_Input records:_
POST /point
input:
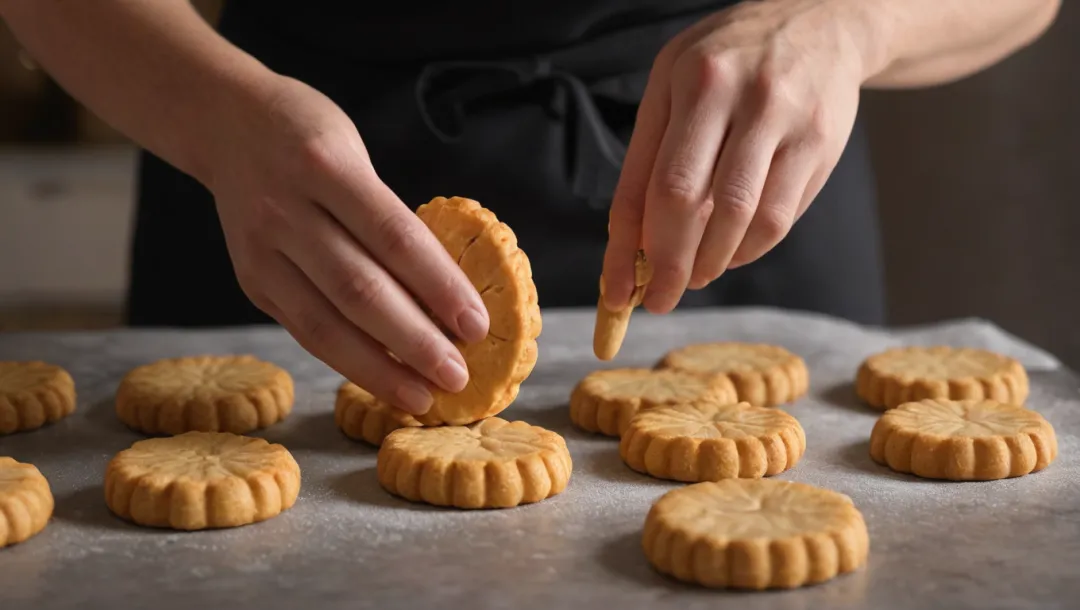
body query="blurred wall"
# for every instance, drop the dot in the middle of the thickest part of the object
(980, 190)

...

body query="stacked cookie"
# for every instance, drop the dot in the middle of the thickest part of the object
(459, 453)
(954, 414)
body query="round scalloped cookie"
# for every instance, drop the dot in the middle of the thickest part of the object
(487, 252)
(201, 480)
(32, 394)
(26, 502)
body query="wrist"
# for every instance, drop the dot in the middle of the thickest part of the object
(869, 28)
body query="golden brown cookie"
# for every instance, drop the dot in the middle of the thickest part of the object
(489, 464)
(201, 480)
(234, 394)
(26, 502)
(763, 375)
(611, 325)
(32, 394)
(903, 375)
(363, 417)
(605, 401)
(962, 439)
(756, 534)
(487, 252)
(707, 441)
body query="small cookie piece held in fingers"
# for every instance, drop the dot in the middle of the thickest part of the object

_Aim of the task:_ Report each line of the material above that contains the word "query". Letter case counts.

_Response to the task:_
body query="blurred wall"
body query="stacked cookie"
body query="round scalloped cookie"
body query="wrist"
body query="golden brown cookie"
body query="small cookie piece held in fingers"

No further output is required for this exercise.